======== Excerpted text ========

Using option 1 – polysaccharides – increases the viscosity of the foam which in turn reduces its fluidity on the surface of the rim, so extinguishing time is longer than with a lower viscosity foam. In the second option – increasing the fluorosurfactants – the foam will have a low viscosity but it will contain too much fluorine, which persists in the environment. The lower the fluorosurfactant content the better the foam is for the environment.
A new development for foams containing water-soluble high molecular weight polymers
Following two years of research and development, Orchidee International's R&D team has succeeded in perfecting a foam stabiliser that provides excellent results when incorporated in low viscosity AR-AFFF foams and AFFF foams.
This stabiliser is a fluorine-containing polymeric complex (FPC) composed of water-soluble, high-molecular weight, grafted polymer, as well as a polymeric fluorosurfactant. The result is a foam that can fight hydrocarbon and polar solvent fires without the addition of any polysaccharides. The polymeric fluorosurfactant is based on a C6-carbon chain fluorotelomer product, preventing the toxicity, persistence and bioaccumulation footprint of PFOS- and PFOA-related contaminants.

========

■ Work instructions
- a) Rewrite the foam stabiliser text's paragraph beginning "This stabiliser is a fluorine-containing polymeric complex" as a short bulleted list that keeps its main facts.
- b) In the foam stabiliser text, which properties of PFOS- and PFOA-related contaminants does the C6-based polymeric fluorosurfactant prevent? List every one.
- c) Carry on the text about the new firefighting foam stabiliser with one more paragraph that follows its last sentence.

======== Record excerpts ========

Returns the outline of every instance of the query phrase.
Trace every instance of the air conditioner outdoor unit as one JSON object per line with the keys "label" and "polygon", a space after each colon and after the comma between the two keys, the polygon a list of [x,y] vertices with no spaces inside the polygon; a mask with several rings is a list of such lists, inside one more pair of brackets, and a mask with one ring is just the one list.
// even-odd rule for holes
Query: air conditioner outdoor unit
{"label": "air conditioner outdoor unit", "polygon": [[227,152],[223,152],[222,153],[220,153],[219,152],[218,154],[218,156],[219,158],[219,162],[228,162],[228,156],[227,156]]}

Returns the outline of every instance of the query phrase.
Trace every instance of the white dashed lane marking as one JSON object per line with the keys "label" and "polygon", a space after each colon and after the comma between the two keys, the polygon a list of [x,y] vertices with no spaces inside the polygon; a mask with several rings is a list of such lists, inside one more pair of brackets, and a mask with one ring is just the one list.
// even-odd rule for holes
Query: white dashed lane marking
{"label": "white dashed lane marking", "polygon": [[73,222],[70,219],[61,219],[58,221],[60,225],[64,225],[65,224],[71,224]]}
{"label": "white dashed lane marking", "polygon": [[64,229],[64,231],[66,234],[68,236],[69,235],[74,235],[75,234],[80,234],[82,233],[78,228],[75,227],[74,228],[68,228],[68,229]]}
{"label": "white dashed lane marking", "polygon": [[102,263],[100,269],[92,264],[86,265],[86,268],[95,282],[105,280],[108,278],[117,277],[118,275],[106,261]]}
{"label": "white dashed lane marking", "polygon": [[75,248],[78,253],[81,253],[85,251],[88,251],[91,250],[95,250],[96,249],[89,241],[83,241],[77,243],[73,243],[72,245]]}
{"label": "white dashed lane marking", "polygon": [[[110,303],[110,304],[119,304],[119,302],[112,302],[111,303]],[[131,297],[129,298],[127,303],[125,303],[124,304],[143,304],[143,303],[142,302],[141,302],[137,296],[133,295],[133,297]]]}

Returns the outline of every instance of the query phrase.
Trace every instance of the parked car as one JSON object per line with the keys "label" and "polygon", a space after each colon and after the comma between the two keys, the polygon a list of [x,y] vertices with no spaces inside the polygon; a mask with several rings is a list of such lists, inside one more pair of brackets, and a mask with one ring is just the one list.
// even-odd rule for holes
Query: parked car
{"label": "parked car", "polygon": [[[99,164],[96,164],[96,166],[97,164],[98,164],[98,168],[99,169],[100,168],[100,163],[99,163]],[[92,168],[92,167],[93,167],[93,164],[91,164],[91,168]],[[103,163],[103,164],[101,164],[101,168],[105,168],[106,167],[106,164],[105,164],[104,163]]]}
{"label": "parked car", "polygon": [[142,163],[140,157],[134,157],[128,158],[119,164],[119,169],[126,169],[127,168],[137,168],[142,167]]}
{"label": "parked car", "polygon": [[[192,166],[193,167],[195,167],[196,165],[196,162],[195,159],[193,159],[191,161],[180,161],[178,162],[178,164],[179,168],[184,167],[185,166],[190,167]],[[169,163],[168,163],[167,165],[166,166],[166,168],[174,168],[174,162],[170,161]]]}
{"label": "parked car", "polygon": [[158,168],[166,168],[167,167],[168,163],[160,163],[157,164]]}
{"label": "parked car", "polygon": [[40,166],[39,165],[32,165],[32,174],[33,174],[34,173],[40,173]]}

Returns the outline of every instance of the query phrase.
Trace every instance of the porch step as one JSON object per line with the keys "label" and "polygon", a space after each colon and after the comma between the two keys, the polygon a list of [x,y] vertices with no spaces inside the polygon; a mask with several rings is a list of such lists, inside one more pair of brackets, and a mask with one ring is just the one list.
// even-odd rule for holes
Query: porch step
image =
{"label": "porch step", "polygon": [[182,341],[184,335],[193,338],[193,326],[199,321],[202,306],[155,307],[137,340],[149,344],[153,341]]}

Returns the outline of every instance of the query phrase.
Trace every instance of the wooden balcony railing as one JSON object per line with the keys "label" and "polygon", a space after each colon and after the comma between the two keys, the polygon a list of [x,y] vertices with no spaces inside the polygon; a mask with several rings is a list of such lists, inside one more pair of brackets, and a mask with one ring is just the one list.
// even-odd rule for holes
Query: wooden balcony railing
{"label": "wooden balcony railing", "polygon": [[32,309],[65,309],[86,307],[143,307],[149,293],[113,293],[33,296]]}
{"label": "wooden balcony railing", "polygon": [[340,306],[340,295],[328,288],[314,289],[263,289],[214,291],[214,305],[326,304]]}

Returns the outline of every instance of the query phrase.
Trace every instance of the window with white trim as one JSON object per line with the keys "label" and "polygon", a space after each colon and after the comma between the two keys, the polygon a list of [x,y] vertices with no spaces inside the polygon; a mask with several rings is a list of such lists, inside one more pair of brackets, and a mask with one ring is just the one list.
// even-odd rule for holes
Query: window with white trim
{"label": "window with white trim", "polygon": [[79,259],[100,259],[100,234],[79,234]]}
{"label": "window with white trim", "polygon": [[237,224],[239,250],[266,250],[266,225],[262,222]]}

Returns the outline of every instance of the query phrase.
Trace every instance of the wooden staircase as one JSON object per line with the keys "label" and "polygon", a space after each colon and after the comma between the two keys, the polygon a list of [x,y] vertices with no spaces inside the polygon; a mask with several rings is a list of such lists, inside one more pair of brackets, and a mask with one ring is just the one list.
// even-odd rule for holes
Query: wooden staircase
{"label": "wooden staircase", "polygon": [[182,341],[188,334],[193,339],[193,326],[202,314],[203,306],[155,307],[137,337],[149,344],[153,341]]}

========

■ Activity answers
- a)
- The stabiliser is a fluorine-containing polymeric complex (FPC).
- It combines a water-soluble, high-molecular-weight grafted polymer with a polymeric fluorosurfactant.
- Foam made with it can fight hydrocarbon and polar solvent fires without any added polysaccharides.
- The polymeric fluorosurfactant is based on a C6-carbon chain fluorotelomer product, which prevents the toxicity, persistence and bioaccumulation footprint of PFOS- and PFOA-related contaminants.

- b)
- Toxicity
- Persistence
- Bioaccumulation footprint

- c)
PFC is based on an associative polymer (ie a macromolecule with attracted groups either attached to the ends or randomly distributed along the backbone) that has been hydrophobically modified and has surfactant-like qualities (HM-Polymer).
The addition of a polymeric fluorosurfactant to the HM-polymer results in hydrophobic properties. As the HM-polymer is sensitive to interactions with surfactant molecules, it forms a complex (FPC) with the polymeric fluorosurfactant molecules and micelles. The hydrophobic properties of the FPC containing the hydrophobic segments of HM-polymer in contact with the exposed hydrocarbon/fluorocarbon areas of micelles (playing the role of non-covalent interpolymeric cross-linkers), are shown in Figure 1 (below).
The co-adsorption of polymeric fluorosurfactant molecules and HM-polymer result in an appropriate stabiliser for fire fighting foams. Due to its highly hydrophobic character, FPC improves the extinction and burn-back on hydrocarbon fires. Moreover, thanks to its alcophobic character and therefore its insolubility in polar solvents such as Isopropanol or acetone, PFC forms a visible strong film at the surface of these polar solvents. The use of PFC to stabilise bubbles formation represents a new approach to reducing environmental impact (due to the reduced fluorine-content) while at the same time retaining performance.
The following tables I and II show some Class B fire test results effected with a low viscosity AR-AFFF /3x3 containing FPC based on C6 Fluoroalkyl chain, according to EN 1568-3 and EN 1568-4 Standards.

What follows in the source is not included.